Short problem:
Transcribe every entry word for word. Skip the pictures.

Photo object pointing records
━━━━━━━━━━━━━━━━

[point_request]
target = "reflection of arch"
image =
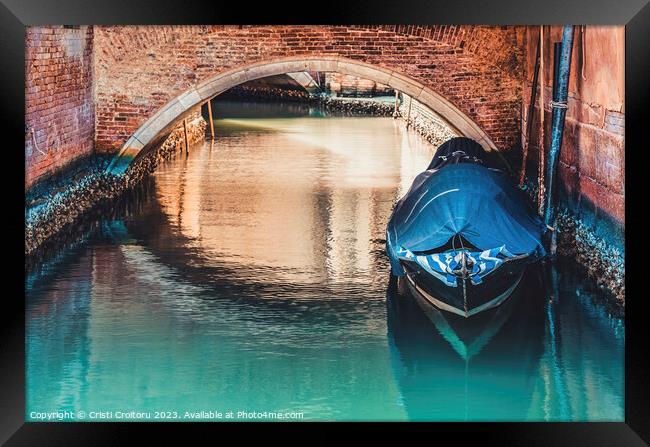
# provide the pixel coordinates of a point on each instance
(165, 119)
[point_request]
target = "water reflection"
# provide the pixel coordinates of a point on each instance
(529, 359)
(251, 275)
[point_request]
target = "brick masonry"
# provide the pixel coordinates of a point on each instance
(139, 68)
(592, 158)
(59, 119)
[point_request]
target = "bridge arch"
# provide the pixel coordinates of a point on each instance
(174, 111)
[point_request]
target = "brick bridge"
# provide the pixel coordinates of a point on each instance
(147, 79)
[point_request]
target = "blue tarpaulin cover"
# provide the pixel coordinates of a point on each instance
(468, 199)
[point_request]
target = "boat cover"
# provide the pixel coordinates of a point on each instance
(468, 199)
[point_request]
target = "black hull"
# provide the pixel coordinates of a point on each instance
(465, 299)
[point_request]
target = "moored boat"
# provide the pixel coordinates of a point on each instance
(464, 233)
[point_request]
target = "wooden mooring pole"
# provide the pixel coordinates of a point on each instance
(211, 119)
(408, 115)
(531, 113)
(187, 143)
(540, 144)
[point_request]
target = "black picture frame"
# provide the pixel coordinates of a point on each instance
(15, 15)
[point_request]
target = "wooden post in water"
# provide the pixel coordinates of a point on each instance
(211, 119)
(531, 114)
(542, 161)
(395, 108)
(187, 143)
(408, 115)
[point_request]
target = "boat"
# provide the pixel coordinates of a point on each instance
(464, 233)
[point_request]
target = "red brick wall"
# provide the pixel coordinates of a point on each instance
(139, 68)
(59, 108)
(592, 160)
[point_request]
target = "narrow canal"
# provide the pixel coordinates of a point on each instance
(251, 276)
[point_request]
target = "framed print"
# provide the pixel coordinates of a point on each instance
(413, 221)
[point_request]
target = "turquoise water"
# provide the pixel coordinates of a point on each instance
(248, 281)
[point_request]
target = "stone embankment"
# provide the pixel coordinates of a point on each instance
(56, 208)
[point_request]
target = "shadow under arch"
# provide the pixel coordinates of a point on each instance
(167, 117)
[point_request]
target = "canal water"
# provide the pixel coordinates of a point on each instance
(250, 276)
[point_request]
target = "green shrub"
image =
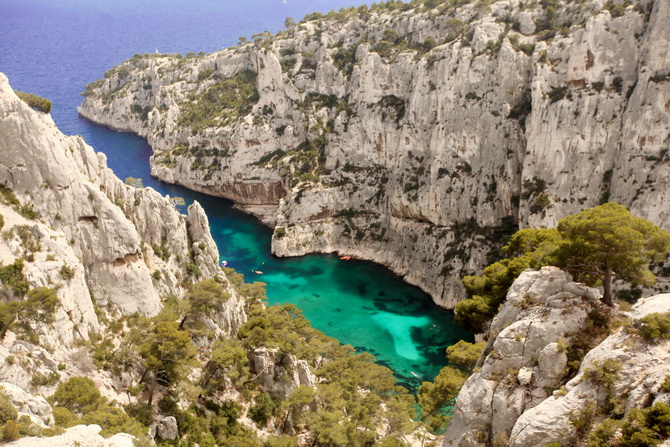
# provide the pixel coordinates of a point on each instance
(665, 385)
(64, 417)
(12, 276)
(36, 102)
(263, 410)
(10, 431)
(655, 326)
(79, 395)
(7, 410)
(49, 379)
(227, 99)
(66, 272)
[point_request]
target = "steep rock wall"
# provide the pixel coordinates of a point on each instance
(415, 137)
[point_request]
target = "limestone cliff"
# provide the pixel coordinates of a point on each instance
(415, 134)
(145, 317)
(536, 384)
(106, 248)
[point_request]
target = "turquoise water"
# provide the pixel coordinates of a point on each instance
(54, 48)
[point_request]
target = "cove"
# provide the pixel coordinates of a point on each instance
(359, 303)
(54, 50)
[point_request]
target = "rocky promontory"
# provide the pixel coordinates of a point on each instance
(557, 364)
(414, 135)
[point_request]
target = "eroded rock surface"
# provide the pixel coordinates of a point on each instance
(521, 395)
(415, 138)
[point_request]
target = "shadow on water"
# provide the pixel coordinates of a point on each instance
(360, 303)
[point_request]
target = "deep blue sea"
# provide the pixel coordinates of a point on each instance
(54, 48)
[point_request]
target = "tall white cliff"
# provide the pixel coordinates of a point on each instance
(415, 137)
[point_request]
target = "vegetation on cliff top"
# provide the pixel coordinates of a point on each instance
(596, 246)
(180, 367)
(34, 101)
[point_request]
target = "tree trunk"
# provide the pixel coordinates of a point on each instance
(607, 286)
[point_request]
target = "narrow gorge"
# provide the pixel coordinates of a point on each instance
(415, 135)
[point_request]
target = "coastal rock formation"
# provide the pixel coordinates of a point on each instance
(414, 135)
(83, 435)
(125, 239)
(521, 395)
(279, 375)
(105, 248)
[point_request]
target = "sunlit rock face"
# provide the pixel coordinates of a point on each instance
(357, 139)
(523, 395)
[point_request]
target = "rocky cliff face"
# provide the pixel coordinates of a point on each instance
(521, 395)
(127, 246)
(414, 135)
(106, 248)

━━━━━━━━━━━━━━━━

Result of the task:
[point_request]
target = "reflection of arch"
image =
# provide the pixel coordinates of a point on each instance
(165, 119)
[point_request]
target = "water reflection"
# provide the pixel coordinates of a point on each instance
(529, 359)
(251, 275)
[point_request]
target = "brick masonry"
# provide the pixel coordinates of a point on each instance
(139, 68)
(592, 158)
(59, 119)
[point_request]
target = "bridge arch"
# provide the pixel coordinates of a point on each instance
(174, 111)
[point_request]
target = "brick bridge"
# provide the pixel coordinates of a point on each instance
(147, 79)
[point_request]
target = "blue tarpaulin cover"
# provide the pixel coordinates of a point on each instance
(468, 199)
[point_request]
target = "boat cover"
# provide the pixel coordinates of a point on each instance
(468, 199)
[point_request]
target = "black hull"
# provide the pixel coordinates of a point on each instance
(465, 299)
[point_request]
target = "moored boat"
# provide the pixel coordinates of a point on each instance
(464, 233)
[point_request]
target = "wooden mooring pole"
# provide the pixel coordinates of a point on each instance
(211, 119)
(408, 115)
(531, 113)
(187, 143)
(540, 144)
[point_request]
target = "black picture frame"
# provide the pixel coordinates of a point on each instance
(15, 15)
[point_request]
target = "wooden post in water"
# provide the pixel coordinates of a point on each instance
(211, 119)
(531, 114)
(542, 161)
(395, 108)
(187, 143)
(408, 115)
[point_request]
target = "boat"
# provide the pixel coordinates of a point on each instance
(464, 233)
[point_request]
target = "red brick wall"
# provide the pixel coordinates of a point on each instance
(139, 68)
(59, 108)
(592, 160)
[point_request]
target = "narrow canal"
# provide the pixel coordinates of a point on each instance
(251, 276)
[point_request]
target = "framed print"
# provide the pixel coordinates of a point on each instance
(413, 221)
[point_request]
target = "turquoise water"
# provide the pixel coordinates of a point on each instance
(248, 281)
[point_request]
target = "stone embankment"
# provide the pixel coordinates of a point on each instance
(56, 208)
[point_request]
target = "shadow under arch"
# provide the pixel coordinates of a point on each instance
(167, 117)
[point_request]
target = "canal water"
# provide the pixel coordinates of a point on each instance
(250, 276)
[point_request]
target = "green shrub"
image =
# provide the pixel coordinates of a point on each instance
(665, 385)
(64, 417)
(12, 276)
(36, 102)
(263, 410)
(10, 431)
(655, 326)
(79, 395)
(7, 410)
(49, 379)
(227, 99)
(66, 272)
[point_request]
target = "steep rock wall"
# provide the pixel coordinates of a point on each instance
(415, 137)
[point_request]
target = "limestone cliff"
# provide the pixel coordinates of a point on each instance
(415, 134)
(145, 317)
(536, 384)
(106, 248)
[point_request]
target = "turquoise water"
# provide the pixel coordinates of a point on each instance
(54, 48)
[point_request]
target = "cove"
# provide the pixel coordinates of a point on each instance
(359, 303)
(54, 50)
[point_request]
target = "rocky promontory"
# provide the pixel coordinates of a point on each instance
(557, 364)
(414, 135)
[point_request]
target = "eroded rock surface"
# provide the pixel coordinates of a point on each instance
(521, 395)
(415, 138)
[point_request]
target = "shadow on water"
# provide the pixel coordinates of a point on each instance
(360, 303)
[point_request]
target = "deep blue sea"
# provide the pixel coordinates of a point on each instance
(54, 48)
[point_request]
target = "tall white cliff"
# provide the pixel coordinates of a point on each instance
(415, 137)
[point_request]
target = "vegetation on cliff top"
# provide the pixel coordinates of a point on each instance
(596, 246)
(180, 367)
(34, 101)
[point_request]
target = "tree trunk"
# provide the pixel coordinates of a point on each instance
(607, 286)
[point_request]
target = "narrow gorge"
# provide the pixel coordinates of a point on each instance
(415, 135)
[point_request]
target = "coastal rock formation"
# provide the pixel coordinates of a point on each instance
(414, 135)
(83, 435)
(125, 239)
(521, 395)
(279, 375)
(105, 248)
[point_request]
target = "sunlit rock face"
# provide the pixel coordinates of a point on each instance
(357, 139)
(523, 395)
[point_request]
target = "rocky cliff face"
# provide the pixel coordinates of a point on each instance
(521, 395)
(127, 246)
(414, 135)
(106, 248)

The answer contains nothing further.